## ENTRIES SUPPLIED
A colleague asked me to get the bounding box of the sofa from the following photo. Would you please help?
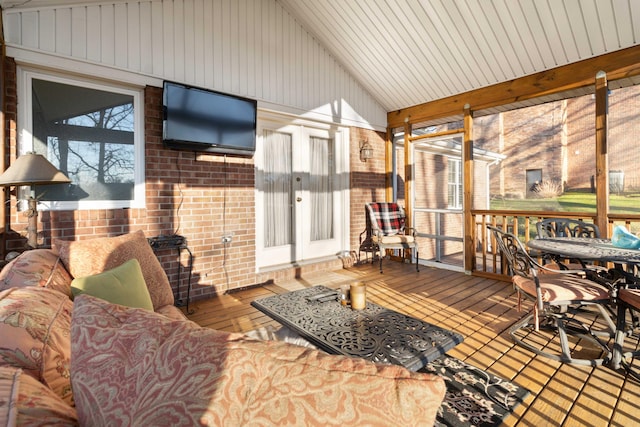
[0,231,445,426]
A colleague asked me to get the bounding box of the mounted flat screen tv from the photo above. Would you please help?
[162,82,257,157]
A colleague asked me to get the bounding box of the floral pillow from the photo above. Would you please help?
[54,231,174,310]
[0,287,73,405]
[71,295,446,427]
[0,367,78,427]
[0,249,72,296]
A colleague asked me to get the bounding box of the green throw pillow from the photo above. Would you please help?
[71,258,153,311]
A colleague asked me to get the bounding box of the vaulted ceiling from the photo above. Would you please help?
[278,0,640,111]
[0,0,640,115]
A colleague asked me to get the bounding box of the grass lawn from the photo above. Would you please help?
[491,193,640,215]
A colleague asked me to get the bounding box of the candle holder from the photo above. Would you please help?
[349,282,367,310]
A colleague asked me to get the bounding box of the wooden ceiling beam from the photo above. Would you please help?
[387,46,640,128]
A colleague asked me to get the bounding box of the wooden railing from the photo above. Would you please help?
[471,210,640,280]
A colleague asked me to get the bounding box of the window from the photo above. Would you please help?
[447,158,462,209]
[19,71,144,209]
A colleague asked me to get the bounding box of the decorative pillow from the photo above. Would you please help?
[71,295,446,426]
[0,287,73,405]
[54,231,173,310]
[0,249,72,297]
[0,367,78,426]
[0,366,22,426]
[71,259,153,311]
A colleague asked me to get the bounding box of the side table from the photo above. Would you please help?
[147,234,193,314]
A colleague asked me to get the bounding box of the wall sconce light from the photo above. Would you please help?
[360,140,373,162]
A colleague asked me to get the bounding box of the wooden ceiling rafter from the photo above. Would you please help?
[387,46,640,128]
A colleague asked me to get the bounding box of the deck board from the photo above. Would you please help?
[181,261,640,427]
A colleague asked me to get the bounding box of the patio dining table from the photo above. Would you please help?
[527,237,640,370]
[527,237,640,266]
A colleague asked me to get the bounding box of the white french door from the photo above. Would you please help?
[254,118,348,268]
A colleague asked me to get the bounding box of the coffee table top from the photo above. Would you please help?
[251,286,464,371]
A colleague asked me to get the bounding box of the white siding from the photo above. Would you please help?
[3,0,386,130]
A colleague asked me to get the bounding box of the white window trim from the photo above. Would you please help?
[447,156,463,210]
[17,66,146,210]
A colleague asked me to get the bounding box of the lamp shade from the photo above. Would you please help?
[0,153,71,187]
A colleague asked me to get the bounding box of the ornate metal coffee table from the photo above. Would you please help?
[251,286,464,371]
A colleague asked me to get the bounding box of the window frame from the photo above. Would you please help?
[16,67,146,210]
[446,156,463,210]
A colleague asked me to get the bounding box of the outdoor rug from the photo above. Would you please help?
[419,354,529,427]
[247,325,529,427]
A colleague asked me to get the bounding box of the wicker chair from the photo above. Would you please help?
[487,226,615,366]
[365,203,420,273]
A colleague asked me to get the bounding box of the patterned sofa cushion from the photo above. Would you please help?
[54,231,173,310]
[71,295,445,426]
[0,366,78,427]
[0,287,73,405]
[0,249,72,296]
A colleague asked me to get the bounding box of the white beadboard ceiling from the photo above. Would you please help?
[277,0,640,111]
[0,0,640,115]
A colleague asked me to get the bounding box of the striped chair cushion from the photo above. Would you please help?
[367,203,406,236]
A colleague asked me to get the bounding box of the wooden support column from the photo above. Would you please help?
[462,104,476,273]
[595,71,609,238]
[384,127,394,202]
[404,118,414,231]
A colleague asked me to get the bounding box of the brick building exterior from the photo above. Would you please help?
[474,86,640,197]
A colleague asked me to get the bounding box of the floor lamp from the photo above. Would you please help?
[0,153,71,249]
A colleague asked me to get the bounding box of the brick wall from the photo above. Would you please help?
[349,128,386,257]
[3,58,384,300]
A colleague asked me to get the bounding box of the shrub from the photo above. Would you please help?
[533,181,563,199]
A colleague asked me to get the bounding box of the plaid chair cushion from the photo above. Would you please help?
[367,203,406,236]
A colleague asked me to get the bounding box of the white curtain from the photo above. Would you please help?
[309,137,334,242]
[264,130,293,247]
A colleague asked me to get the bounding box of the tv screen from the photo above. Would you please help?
[163,82,257,156]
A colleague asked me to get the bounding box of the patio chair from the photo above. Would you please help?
[365,203,420,273]
[487,225,615,366]
[536,218,600,238]
[611,289,640,380]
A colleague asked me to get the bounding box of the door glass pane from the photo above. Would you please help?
[309,137,334,241]
[263,130,294,248]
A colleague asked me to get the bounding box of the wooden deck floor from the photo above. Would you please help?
[182,262,640,427]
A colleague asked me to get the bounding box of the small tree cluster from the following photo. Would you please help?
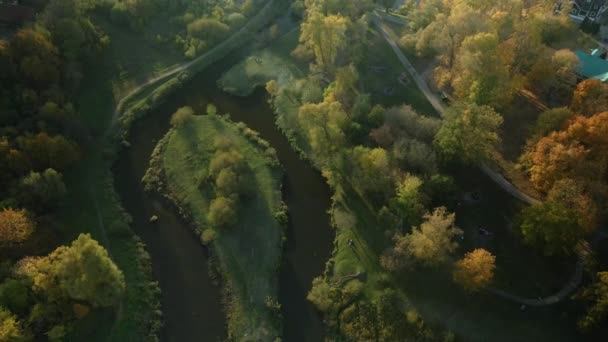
[453,248,496,291]
[381,207,463,270]
[208,137,251,228]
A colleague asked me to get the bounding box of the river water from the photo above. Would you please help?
[114,56,334,342]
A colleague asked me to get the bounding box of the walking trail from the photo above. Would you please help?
[372,12,584,306]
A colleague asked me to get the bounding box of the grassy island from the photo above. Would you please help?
[144,111,286,341]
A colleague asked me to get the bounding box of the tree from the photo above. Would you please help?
[17,132,80,171]
[0,208,35,247]
[453,248,496,291]
[451,33,516,107]
[171,106,194,127]
[20,169,67,212]
[534,107,572,138]
[547,178,599,234]
[298,101,348,162]
[0,278,33,315]
[395,174,425,225]
[11,29,60,88]
[0,307,29,342]
[527,50,579,104]
[306,277,340,313]
[570,78,608,116]
[208,196,237,228]
[376,0,394,13]
[300,10,349,72]
[188,18,230,45]
[350,146,394,197]
[435,103,503,163]
[395,207,463,266]
[518,201,584,255]
[16,234,125,307]
[578,272,608,330]
[522,112,608,194]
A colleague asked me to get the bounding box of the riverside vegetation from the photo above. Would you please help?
[143,105,287,341]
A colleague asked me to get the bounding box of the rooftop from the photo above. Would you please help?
[574,50,608,82]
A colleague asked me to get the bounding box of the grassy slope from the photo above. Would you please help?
[63,1,283,341]
[60,18,186,341]
[222,24,573,341]
[359,28,437,116]
[218,29,304,96]
[161,116,283,340]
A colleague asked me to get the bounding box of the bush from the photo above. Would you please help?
[171,107,194,127]
[209,196,237,228]
[201,228,217,244]
[0,279,32,315]
[0,208,34,246]
[226,13,247,30]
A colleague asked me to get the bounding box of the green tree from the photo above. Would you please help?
[0,208,35,247]
[350,146,394,200]
[395,174,426,225]
[393,207,463,266]
[0,307,30,342]
[208,196,237,228]
[188,18,230,45]
[300,10,349,73]
[298,101,348,162]
[570,78,608,116]
[435,103,503,163]
[578,272,608,330]
[20,169,67,212]
[17,234,125,307]
[306,277,340,313]
[376,0,395,13]
[171,107,194,127]
[0,278,33,315]
[17,132,80,171]
[11,29,60,88]
[519,201,584,255]
[534,107,572,138]
[452,33,516,107]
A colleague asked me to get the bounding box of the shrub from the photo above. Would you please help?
[0,208,34,246]
[171,107,194,127]
[209,196,237,228]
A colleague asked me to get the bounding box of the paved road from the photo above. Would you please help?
[105,0,275,135]
[372,13,540,205]
[372,12,584,306]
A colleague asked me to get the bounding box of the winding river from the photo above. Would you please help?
[114,55,333,342]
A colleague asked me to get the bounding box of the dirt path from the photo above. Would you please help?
[105,0,276,136]
[372,13,584,306]
[372,13,540,205]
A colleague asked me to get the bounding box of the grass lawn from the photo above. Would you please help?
[58,17,182,341]
[154,116,283,341]
[359,25,437,116]
[223,18,575,341]
[218,29,306,96]
[328,172,576,341]
[58,151,160,341]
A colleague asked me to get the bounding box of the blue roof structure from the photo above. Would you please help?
[574,49,608,82]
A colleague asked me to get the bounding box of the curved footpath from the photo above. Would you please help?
[91,0,284,338]
[106,0,283,135]
[372,11,588,306]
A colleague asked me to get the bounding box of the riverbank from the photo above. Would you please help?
[144,115,287,341]
[220,20,577,341]
[60,0,284,341]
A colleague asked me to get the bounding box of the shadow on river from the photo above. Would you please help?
[114,55,333,342]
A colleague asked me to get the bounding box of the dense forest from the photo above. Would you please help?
[0,0,608,341]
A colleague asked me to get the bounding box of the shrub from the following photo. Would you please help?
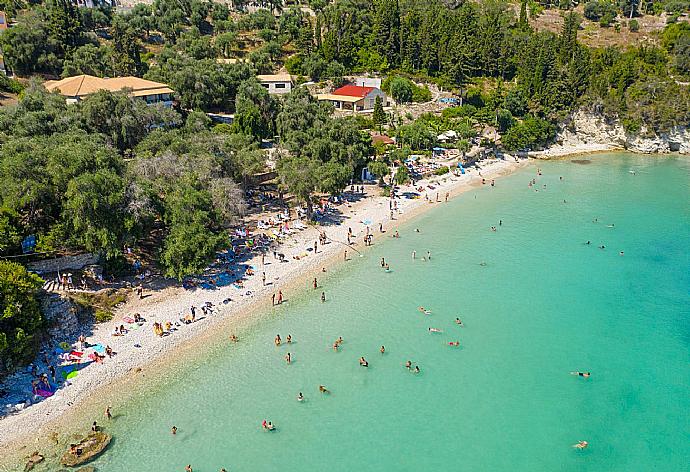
[93,310,113,323]
[0,261,43,372]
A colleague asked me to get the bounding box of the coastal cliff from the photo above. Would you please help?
[529,110,690,158]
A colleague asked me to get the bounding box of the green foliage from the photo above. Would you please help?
[0,260,44,372]
[372,96,388,125]
[367,160,390,184]
[393,165,411,185]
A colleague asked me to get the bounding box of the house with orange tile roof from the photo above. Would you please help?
[43,74,174,107]
[316,84,387,112]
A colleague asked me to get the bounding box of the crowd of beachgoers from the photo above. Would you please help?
[0,160,525,466]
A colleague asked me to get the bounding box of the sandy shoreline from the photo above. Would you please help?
[0,156,528,470]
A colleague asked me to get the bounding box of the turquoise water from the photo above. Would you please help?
[88,155,690,472]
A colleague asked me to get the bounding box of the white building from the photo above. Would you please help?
[256,74,292,95]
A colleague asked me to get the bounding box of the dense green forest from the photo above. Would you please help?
[0,0,690,368]
[0,0,690,270]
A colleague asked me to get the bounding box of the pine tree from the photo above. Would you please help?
[518,0,529,31]
[371,96,387,131]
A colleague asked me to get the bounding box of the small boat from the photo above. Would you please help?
[60,431,112,467]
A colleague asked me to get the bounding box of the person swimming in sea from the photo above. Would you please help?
[573,441,589,449]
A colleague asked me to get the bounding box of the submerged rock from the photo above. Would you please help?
[60,431,112,470]
[24,451,44,472]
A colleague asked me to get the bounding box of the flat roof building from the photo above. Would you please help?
[43,75,174,106]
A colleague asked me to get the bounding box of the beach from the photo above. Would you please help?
[0,160,527,466]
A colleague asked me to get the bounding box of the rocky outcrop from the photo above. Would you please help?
[535,110,690,157]
[26,253,98,274]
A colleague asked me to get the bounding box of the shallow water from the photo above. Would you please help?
[83,154,690,472]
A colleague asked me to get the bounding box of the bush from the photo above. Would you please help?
[0,261,44,372]
[393,165,410,185]
[93,310,113,323]
[502,118,556,151]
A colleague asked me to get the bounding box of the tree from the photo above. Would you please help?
[388,77,412,103]
[367,160,390,185]
[276,156,320,212]
[64,170,134,259]
[0,260,44,372]
[393,164,410,185]
[371,96,388,129]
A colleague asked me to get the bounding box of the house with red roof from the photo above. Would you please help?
[316,84,388,112]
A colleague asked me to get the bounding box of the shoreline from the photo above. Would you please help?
[0,156,531,470]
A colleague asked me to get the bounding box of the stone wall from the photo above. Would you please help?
[26,253,98,274]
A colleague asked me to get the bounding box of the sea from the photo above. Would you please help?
[45,154,690,472]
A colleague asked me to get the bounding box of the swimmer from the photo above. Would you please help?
[573,441,589,449]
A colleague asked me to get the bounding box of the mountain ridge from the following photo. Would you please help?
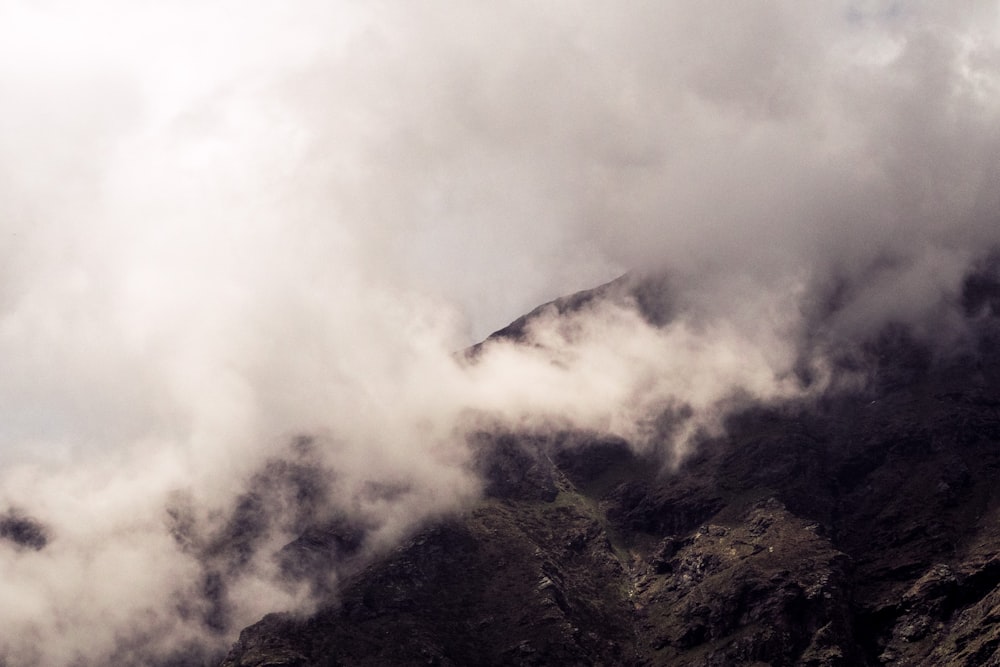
[222,272,1000,667]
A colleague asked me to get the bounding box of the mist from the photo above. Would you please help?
[0,0,1000,666]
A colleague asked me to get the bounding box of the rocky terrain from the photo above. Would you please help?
[222,274,1000,667]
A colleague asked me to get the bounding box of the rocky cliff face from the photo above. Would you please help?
[223,268,1000,667]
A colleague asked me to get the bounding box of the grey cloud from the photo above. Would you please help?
[0,0,1000,665]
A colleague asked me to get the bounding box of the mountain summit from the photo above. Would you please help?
[222,272,1000,667]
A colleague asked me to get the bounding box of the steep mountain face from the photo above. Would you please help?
[222,268,1000,667]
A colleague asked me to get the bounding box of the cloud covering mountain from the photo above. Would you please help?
[0,0,1000,665]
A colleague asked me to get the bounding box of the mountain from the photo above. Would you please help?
[222,271,1000,667]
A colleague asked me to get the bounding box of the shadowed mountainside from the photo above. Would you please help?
[222,266,1000,667]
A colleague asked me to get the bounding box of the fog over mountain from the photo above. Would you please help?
[0,0,1000,667]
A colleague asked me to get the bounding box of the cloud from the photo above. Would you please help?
[0,0,1000,665]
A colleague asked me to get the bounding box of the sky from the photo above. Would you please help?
[0,0,1000,665]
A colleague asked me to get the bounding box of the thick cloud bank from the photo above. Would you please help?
[0,0,1000,667]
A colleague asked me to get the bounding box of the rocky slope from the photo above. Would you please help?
[222,268,1000,667]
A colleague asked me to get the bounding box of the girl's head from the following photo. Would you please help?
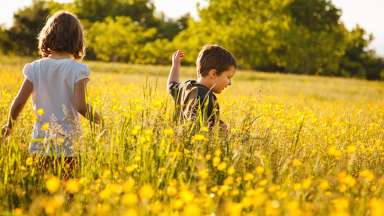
[38,11,85,59]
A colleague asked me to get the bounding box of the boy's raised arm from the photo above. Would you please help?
[167,50,184,89]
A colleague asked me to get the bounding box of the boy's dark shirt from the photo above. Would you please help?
[168,80,220,128]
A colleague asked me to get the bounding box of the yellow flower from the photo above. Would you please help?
[45,176,60,193]
[360,169,375,181]
[319,180,329,191]
[122,193,138,206]
[183,204,201,216]
[256,166,264,175]
[163,128,174,136]
[244,173,255,181]
[199,169,209,180]
[217,162,227,171]
[65,179,80,194]
[228,167,236,175]
[180,190,194,203]
[369,198,384,216]
[139,184,155,200]
[36,108,44,116]
[41,122,49,131]
[167,186,177,196]
[25,157,33,166]
[213,157,220,167]
[292,159,303,167]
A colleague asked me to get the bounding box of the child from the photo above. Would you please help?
[167,45,236,131]
[1,12,100,176]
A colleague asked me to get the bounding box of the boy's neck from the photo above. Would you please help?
[48,52,73,59]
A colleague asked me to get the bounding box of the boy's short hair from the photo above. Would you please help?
[38,11,85,59]
[196,44,236,77]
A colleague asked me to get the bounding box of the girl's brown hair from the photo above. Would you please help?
[38,11,85,59]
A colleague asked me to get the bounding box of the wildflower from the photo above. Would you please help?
[125,164,139,173]
[122,193,138,206]
[228,167,236,175]
[328,146,342,159]
[319,180,329,191]
[65,179,80,194]
[360,169,375,181]
[192,134,208,142]
[256,166,264,175]
[347,145,356,154]
[45,176,60,193]
[41,122,49,131]
[25,157,33,166]
[369,198,384,216]
[213,156,221,167]
[36,108,44,116]
[183,204,201,216]
[163,128,174,136]
[217,162,227,171]
[199,169,209,180]
[139,184,155,200]
[180,190,194,203]
[167,186,177,196]
[244,173,255,181]
[292,159,303,167]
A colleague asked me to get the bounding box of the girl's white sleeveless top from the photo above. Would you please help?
[23,58,90,157]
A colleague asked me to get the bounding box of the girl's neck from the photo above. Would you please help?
[48,52,73,59]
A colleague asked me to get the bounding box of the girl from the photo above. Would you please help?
[2,12,100,177]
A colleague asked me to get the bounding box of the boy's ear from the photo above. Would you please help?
[208,69,217,79]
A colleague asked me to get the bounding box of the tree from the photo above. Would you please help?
[7,0,50,55]
[73,0,157,27]
[88,17,156,63]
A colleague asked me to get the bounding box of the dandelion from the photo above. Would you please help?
[256,166,264,175]
[167,186,177,196]
[199,169,209,180]
[369,198,384,216]
[122,193,138,206]
[139,184,155,200]
[319,180,330,191]
[65,179,80,194]
[212,156,221,167]
[45,176,60,193]
[180,190,194,203]
[163,128,174,136]
[244,173,255,181]
[217,162,227,171]
[25,157,33,166]
[183,204,201,216]
[41,122,49,131]
[36,108,44,116]
[292,159,303,168]
[360,169,375,181]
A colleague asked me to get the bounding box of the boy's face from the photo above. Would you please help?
[212,66,236,94]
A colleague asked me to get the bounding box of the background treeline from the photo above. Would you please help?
[0,0,384,80]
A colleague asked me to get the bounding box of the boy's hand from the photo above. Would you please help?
[220,121,230,135]
[0,125,11,141]
[172,50,185,64]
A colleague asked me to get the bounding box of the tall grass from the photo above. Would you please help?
[0,57,384,215]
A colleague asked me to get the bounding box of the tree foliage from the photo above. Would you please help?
[0,0,384,79]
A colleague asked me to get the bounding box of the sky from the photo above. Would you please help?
[0,0,384,57]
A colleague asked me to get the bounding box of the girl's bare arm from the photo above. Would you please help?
[73,79,101,124]
[1,79,33,137]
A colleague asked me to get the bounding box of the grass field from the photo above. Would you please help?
[0,54,384,215]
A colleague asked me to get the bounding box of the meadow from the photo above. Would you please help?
[0,56,384,215]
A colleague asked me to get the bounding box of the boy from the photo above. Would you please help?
[167,45,236,131]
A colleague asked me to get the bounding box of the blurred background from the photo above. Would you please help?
[0,0,384,80]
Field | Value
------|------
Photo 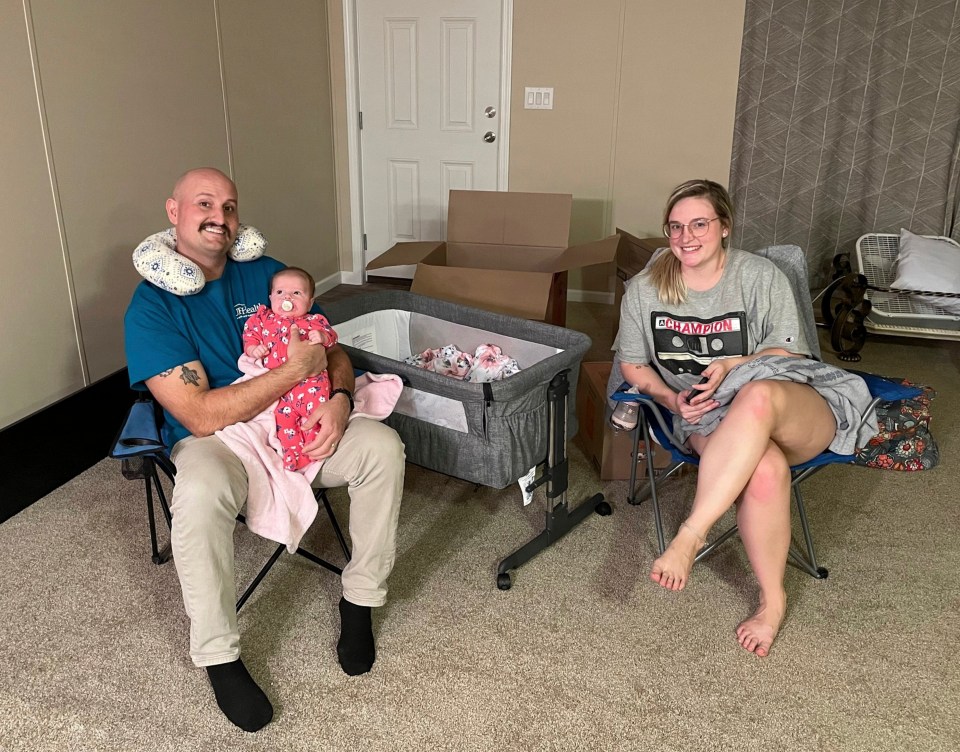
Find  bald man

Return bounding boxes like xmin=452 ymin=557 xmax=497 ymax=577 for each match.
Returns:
xmin=124 ymin=168 xmax=404 ymax=732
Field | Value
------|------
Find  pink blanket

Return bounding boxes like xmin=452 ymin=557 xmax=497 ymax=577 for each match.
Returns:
xmin=216 ymin=355 xmax=403 ymax=553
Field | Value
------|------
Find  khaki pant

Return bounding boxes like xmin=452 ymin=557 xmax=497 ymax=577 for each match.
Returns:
xmin=170 ymin=418 xmax=404 ymax=666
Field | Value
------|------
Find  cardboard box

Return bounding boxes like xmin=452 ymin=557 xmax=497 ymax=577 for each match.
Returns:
xmin=576 ymin=361 xmax=670 ymax=480
xmin=613 ymin=227 xmax=670 ymax=338
xmin=367 ymin=191 xmax=619 ymax=326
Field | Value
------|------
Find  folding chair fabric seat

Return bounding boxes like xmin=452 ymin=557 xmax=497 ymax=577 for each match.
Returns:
xmin=611 ymin=372 xmax=921 ymax=579
xmin=110 ymin=396 xmax=350 ymax=611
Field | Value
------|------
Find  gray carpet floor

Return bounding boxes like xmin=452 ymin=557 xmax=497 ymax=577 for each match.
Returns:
xmin=0 ymin=303 xmax=960 ymax=752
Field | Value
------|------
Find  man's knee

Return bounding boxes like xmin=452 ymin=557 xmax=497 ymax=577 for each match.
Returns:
xmin=172 ymin=438 xmax=247 ymax=527
xmin=351 ymin=419 xmax=406 ymax=471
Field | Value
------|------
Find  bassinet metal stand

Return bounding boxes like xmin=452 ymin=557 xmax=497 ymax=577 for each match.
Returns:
xmin=497 ymin=370 xmax=613 ymax=590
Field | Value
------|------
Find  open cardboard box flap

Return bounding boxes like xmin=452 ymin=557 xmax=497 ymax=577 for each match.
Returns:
xmin=410 ymin=264 xmax=553 ymax=320
xmin=367 ymin=191 xmax=620 ymax=324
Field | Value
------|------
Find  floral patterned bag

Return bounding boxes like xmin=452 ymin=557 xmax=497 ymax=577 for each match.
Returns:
xmin=851 ymin=379 xmax=940 ymax=471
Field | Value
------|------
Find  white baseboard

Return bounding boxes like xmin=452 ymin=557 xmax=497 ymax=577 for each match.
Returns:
xmin=567 ymin=289 xmax=613 ymax=305
xmin=317 ymin=272 xmax=613 ymax=305
xmin=316 ymin=272 xmax=363 ymax=295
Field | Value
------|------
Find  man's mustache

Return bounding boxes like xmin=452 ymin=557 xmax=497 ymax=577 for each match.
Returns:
xmin=200 ymin=222 xmax=230 ymax=236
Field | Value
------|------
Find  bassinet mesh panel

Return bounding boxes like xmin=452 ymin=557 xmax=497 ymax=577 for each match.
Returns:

## WHAT YOU WILL DO
Pull from the data above every line from the one containing "of the vaulted" through the one containing "[491,193,640,215]", including both, and reproduce them unchanged.

## FULL ANSWER
A colleague asked me to get the bounding box of the vaulted ceiling from the photo above. Would you please help?
[278,0,640,111]
[0,0,640,115]
A colleague asked me to get the bounding box of the grass lawn from the photo above. Would you please help?
[491,193,640,215]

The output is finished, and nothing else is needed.